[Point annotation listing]
++++++

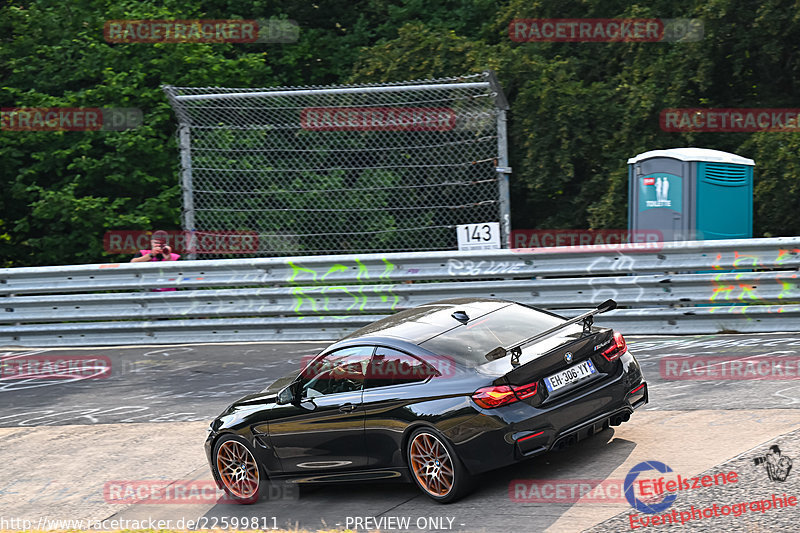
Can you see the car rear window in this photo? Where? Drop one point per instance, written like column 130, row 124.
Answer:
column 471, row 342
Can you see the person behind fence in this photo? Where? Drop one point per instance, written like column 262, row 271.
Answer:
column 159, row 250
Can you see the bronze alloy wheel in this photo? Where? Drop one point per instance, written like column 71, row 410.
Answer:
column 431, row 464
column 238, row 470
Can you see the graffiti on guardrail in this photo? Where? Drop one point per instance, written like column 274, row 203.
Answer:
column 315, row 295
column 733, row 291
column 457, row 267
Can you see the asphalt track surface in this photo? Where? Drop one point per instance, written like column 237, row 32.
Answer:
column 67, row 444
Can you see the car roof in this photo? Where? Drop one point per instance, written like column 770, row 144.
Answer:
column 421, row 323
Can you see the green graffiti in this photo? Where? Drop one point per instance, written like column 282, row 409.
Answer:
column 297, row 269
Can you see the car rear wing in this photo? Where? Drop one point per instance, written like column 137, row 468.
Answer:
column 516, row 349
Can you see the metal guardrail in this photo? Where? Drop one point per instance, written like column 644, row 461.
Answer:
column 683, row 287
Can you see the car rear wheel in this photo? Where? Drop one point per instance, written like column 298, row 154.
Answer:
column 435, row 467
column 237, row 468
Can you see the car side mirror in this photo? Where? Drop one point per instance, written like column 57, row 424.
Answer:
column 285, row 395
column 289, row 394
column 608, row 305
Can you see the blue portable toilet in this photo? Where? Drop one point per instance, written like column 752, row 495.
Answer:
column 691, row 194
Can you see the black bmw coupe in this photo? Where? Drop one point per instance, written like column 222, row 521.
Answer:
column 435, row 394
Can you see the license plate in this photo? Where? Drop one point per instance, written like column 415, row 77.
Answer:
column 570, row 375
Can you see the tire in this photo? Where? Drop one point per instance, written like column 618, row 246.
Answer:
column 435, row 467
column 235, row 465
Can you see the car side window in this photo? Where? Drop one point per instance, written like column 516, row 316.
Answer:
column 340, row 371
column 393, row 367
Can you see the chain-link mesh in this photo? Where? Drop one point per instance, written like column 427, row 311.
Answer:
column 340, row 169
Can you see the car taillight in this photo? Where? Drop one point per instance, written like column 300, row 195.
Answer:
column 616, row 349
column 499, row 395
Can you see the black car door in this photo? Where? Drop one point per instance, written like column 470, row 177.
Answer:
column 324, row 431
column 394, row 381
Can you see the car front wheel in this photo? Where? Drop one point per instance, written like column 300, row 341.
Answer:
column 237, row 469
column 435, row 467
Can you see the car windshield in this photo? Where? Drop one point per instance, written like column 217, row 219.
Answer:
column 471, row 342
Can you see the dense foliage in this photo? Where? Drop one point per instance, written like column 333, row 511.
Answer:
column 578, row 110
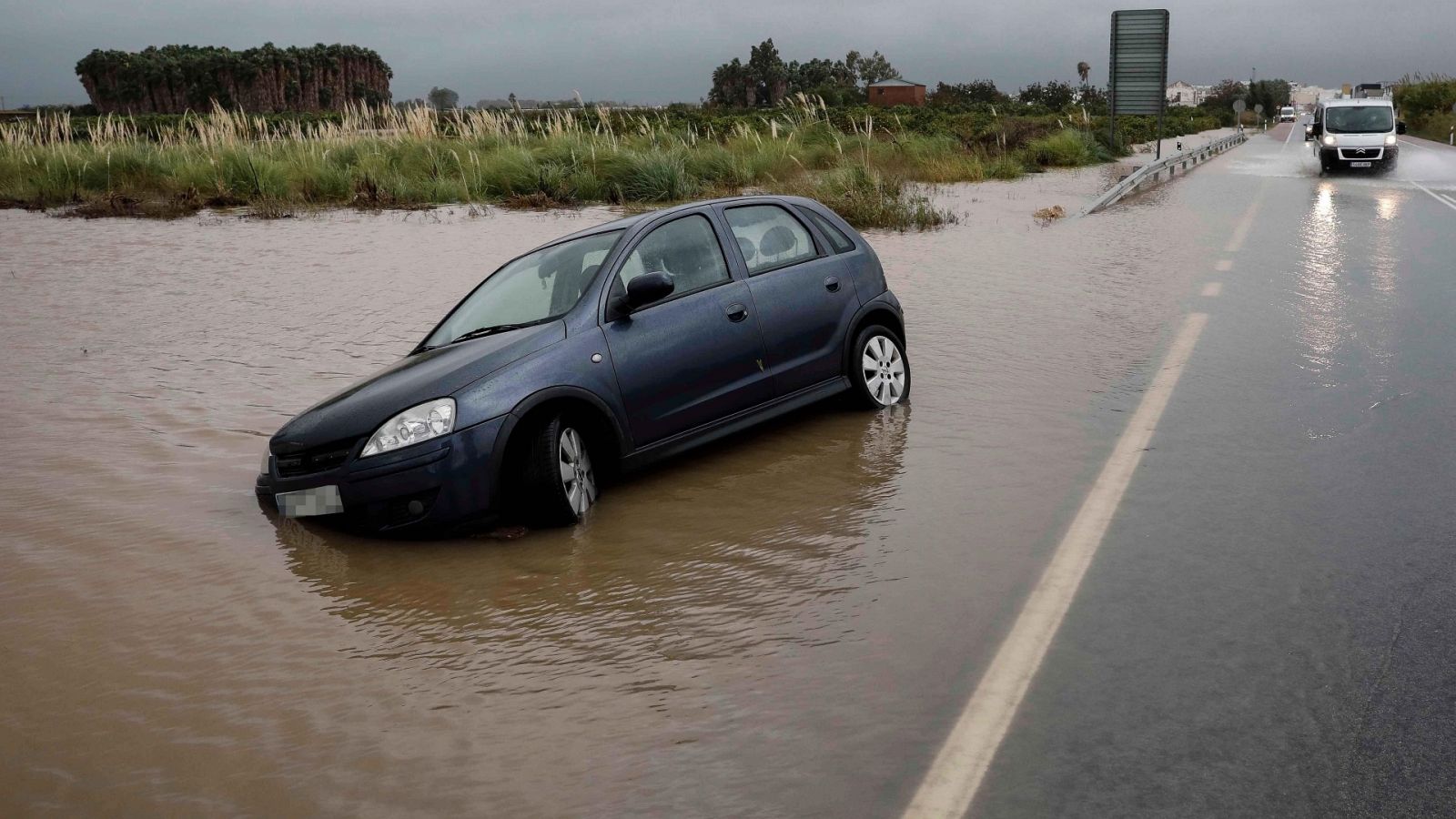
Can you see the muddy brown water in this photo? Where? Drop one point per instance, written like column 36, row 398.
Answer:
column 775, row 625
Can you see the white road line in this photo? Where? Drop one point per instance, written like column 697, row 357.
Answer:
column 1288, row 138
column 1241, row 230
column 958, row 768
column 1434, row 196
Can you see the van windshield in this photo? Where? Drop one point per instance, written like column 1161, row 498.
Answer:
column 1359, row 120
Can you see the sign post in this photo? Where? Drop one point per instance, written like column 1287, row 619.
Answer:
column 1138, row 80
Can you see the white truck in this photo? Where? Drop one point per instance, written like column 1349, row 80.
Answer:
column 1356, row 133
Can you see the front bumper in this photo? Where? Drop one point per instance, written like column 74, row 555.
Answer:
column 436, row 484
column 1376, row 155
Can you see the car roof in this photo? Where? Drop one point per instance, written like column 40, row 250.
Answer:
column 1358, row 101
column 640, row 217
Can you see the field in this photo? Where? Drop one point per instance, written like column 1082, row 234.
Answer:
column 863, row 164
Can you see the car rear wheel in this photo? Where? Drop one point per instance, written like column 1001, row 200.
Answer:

++++++

**Problem details:**
Write out the listing above line for line without any changes, covering it from start to finish. Leave the pictures out.

**Complete response:**
Can you see the car rear window in this photo? Where? Drop one point per instance, written like column 130, row 124.
Answer:
column 471, row 342
Can you see the person behind fence in this photo? Where? Drop one point per instance, written like column 262, row 271.
Answer:
column 159, row 250
Can you see the bronze alloy wheel in this photo? Where? Drop one point per instance, written like column 71, row 410.
Answer:
column 431, row 464
column 238, row 470
Can you see the graffiti on guardrail in this photo? Where? Drop one point per instance, written like column 274, row 203.
Answer:
column 315, row 295
column 733, row 291
column 457, row 267
Can you see the asphalt track surface in this photo? Where? Drop one point per instance, written like column 237, row 32.
Answer:
column 67, row 444
Can you see the car roof in this photo? Where? Drop one point per instance, written like column 770, row 144.
Answer:
column 421, row 323
Can you see the green graffiti in this photo? Where? Drop one point per instance, written like column 282, row 409.
Answer:
column 297, row 269
Can you see the car rear wing in this photo? Where? Drop one point per instance, written like column 137, row 468.
Answer:
column 516, row 349
Can you see the metal guardrail in this photo? Where? Drop one point per instance, written like column 644, row 461.
Answer:
column 683, row 287
Can you see the car rear wheel in this photo? Where? Drop one point per instance, written like column 298, row 154.
Answer:
column 435, row 467
column 237, row 468
Can you see the car side mirror in this photo? Where? Drop one point per instance, written like column 57, row 424.
Answer:
column 285, row 395
column 289, row 394
column 608, row 305
Can you see the blue portable toilet in this photo? Where? Drop one point per instance, written like column 752, row 495.
Answer:
column 691, row 194
Can you see the black bmw coupe in this photo? Where? Drop one point per instance, written like column 222, row 521.
Answer:
column 435, row 394
Can you see the license plate in this photo? Where? Drop one point per instance, written like column 415, row 77.
Answer:
column 570, row 375
Can you see the tire in this photo? Where? Drop one point per instance, written like column 618, row 246.
Answer:
column 435, row 467
column 235, row 465
Can you see the car side window in this photo? Where? Drop one point per instance, written like column 516, row 316.
Answer:
column 340, row 371
column 393, row 367
Can you see the chain-link mesh in this photo? Where? Drop one point per instance, written like column 427, row 311.
Answer:
column 340, row 169
Can you see the car taillight in this photo? Where? Drop one point per instance, written like column 300, row 195.
Answer:
column 616, row 349
column 499, row 395
Can you see the black car door in this photo? Where? Drop one point per instance, written like column 470, row 177.
Answer:
column 324, row 431
column 394, row 381
Can you see the car front wheel in this photo? Where? Drop one point per instance, written like column 300, row 341.
Answer:
column 237, row 469
column 435, row 467
Can you see the car windshield in this photo? Where? Drop one point per instance, written like column 217, row 219.
Answer:
column 471, row 342
Can you see the dense foliage in this photo? Where? Drop one point per instance, written like column 333, row 511.
Answer:
column 578, row 110
Can you see the muddy brown water in this photo? Where? Drop one point per instance, written like column 36, row 398.
Answer:
column 775, row 625
Can you see the white road line in this photo? Where? Drop one point per instance, written like column 697, row 357.
Answer:
column 1288, row 138
column 1241, row 230
column 958, row 768
column 1434, row 196
Can you see the van windshield in this photo? Where? Drop one point per instance, written like column 1161, row 498.
Answer:
column 1359, row 120
Can you see the sign post in this photo? Where? Drop one point per instance, written like column 1287, row 619.
Answer:
column 1138, row 80
Can you see the white truck in this photo? Where? Drop one point per instance, written like column 1349, row 80.
Answer:
column 1356, row 133
Can you see the front bumper in this photo? Where? Drop one point per instance, written like column 74, row 555.
Answer:
column 436, row 484
column 1376, row 155
Can you see the car roof in this photo? Where? Drop one point per instance, written like column 40, row 250.
Answer:
column 1358, row 101
column 640, row 217
Can you see the field in this photo? Where? Drop one point per instance, written like column 1082, row 234.
Answer:
column 863, row 164
Can you see the car rear wheel in this photo? Where? Drop one point per instance, written like column 1001, row 200.
Answer:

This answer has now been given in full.